### Extrait du document
La réflexion sur le son s'appuie sur un sens évident des réalités : la plupart des gens écoutent la musique à la radio et non sur une chaîne hi-fi de qualité. Donc les productions Motown sont conçues pour "sonner" même sur le plus basique des transistors. Tous les enregistrements sont donc testés sur un appareil de ce type avant de passer à l'étape suivante. Une certaine démocratisation du son ?
De même, Berry Gordy sait bien qu'un mix peut facilement faire illusion avec les grosses enceintes du studio et la qualité de l'équipement mais que, une fois, gravé sur vinyl, c'est moins sûr. D'où, là encore, la décision, de presser toute une série de mixes, dont les variations sont parfois infimes, afin de voir quelle est la version qui restitue le mieux les intentions des producteurs et la dynamique de la musique.
Le funk dans son jus : de brillants musiciens dans l'anonymat du Studio A
Loin de se réduire à l'image aseptisée souvent présentée, la Tamla Motown, c'est aussi du funk à l'état pur. On aura beau parler des overdubs, il faut quand même insister sur la la part de spontanéité, imposée par les cadences infernales d'enregistrement. Pour dire, le Studio A est resté ouvert 24/7 (24h sur 24, 7 jours par semaine), de 1959 à 1972 ! Pour suivre le rythme, il était impératif que les musiciens soient capables d'improviser, d'être créatifs, de se débrouiller avec leur partie sans qu'elle soit écrite ou trop précisément arrangée. C'est du moins ce qui semble ressortir des propos des membres des Funk Brothers, enfin reconnus à leur juste valeur et pour la première fois dans la lumière grâce au film documentaire Standing in the Shadows of Motown, en 2002... Vu que leurs noms n'étaient jamais crédités sur les pochettes, ils sont restés dans l'anonymat. Pire, Bob Babbitt, bassiste, témoigne du revers de cette non-créditation : "tous les requins de studios prétendaient avoir joué sur les disques de Motown afin de trouver du boulot, c'était considéré comme le plus gros bobard en cours du métier" (Télérama n° 2793, 2003).

### Lignes de données

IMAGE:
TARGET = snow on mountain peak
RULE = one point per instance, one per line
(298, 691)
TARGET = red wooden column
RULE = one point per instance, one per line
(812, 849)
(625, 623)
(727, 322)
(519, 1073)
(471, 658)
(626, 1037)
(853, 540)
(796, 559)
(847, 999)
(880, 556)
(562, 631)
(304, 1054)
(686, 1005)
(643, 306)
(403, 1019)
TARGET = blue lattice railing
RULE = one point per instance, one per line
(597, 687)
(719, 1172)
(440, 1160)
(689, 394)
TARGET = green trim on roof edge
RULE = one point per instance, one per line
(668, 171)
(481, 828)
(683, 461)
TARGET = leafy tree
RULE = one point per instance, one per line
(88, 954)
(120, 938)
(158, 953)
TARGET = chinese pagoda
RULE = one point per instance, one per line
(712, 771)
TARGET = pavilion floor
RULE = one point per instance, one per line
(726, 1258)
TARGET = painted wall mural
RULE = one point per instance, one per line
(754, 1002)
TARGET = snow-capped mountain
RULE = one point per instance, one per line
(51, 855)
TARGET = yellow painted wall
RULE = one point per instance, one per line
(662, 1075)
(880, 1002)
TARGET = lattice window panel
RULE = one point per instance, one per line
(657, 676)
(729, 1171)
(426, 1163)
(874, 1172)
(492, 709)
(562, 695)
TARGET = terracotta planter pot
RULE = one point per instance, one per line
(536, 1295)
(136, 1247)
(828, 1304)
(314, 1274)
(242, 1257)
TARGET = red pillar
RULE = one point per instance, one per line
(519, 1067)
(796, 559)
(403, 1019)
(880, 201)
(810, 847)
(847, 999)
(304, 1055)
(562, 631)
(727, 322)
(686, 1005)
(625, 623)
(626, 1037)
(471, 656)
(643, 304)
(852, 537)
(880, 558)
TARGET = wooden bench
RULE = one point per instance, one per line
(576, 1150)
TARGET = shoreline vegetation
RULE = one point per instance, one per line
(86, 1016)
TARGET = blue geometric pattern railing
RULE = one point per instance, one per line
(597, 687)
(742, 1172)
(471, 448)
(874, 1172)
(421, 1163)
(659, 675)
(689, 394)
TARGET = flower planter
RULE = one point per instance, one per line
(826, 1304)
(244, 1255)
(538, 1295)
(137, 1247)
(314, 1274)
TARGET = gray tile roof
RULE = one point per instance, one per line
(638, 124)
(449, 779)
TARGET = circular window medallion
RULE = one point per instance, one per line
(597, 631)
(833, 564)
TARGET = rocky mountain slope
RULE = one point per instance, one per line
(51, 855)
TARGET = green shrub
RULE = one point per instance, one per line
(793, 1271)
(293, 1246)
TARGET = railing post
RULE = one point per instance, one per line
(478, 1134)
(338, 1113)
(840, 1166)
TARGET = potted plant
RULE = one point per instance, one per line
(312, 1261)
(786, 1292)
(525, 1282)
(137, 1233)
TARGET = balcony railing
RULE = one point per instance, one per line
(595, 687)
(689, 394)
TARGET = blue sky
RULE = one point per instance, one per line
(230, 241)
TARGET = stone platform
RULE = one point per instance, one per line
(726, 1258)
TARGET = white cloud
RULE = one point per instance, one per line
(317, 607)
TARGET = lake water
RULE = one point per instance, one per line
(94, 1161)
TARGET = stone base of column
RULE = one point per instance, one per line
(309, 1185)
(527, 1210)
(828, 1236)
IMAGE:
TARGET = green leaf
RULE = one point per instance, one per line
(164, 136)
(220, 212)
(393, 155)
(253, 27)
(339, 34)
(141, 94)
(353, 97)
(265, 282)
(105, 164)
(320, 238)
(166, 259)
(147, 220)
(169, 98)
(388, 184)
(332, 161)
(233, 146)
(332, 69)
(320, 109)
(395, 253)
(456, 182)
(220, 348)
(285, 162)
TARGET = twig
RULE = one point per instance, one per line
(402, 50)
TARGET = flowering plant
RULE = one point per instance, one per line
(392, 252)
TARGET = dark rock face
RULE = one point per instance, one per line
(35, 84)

### Travail à faire
(a) Relevez toutes les années citées dans l'extrait sur Motown.
(b) Modifiez le passage de l'extrait sur Motown qui commence par « De même, Berry » et se termine par « de la musique. », en y remplaçant « enceintes » par « baffles ».

### Exercice corrigé
(a) 1959, 1972, 2002, 2003

(b)
De même, Berry Gordy sait bien qu'un mix peut facilement faire illusion avec les grosses baffles du studio et la qualité de l'équipement mais que, une fois, gravé sur vinyl, c'est moins sûr. D'où, là encore, la décision, de presser toute une série de mixes, dont les variations sont parfois infimes, afin de voir quelle est la version qui restitue le mieux les intentions des producteurs et la dynamique de la musique.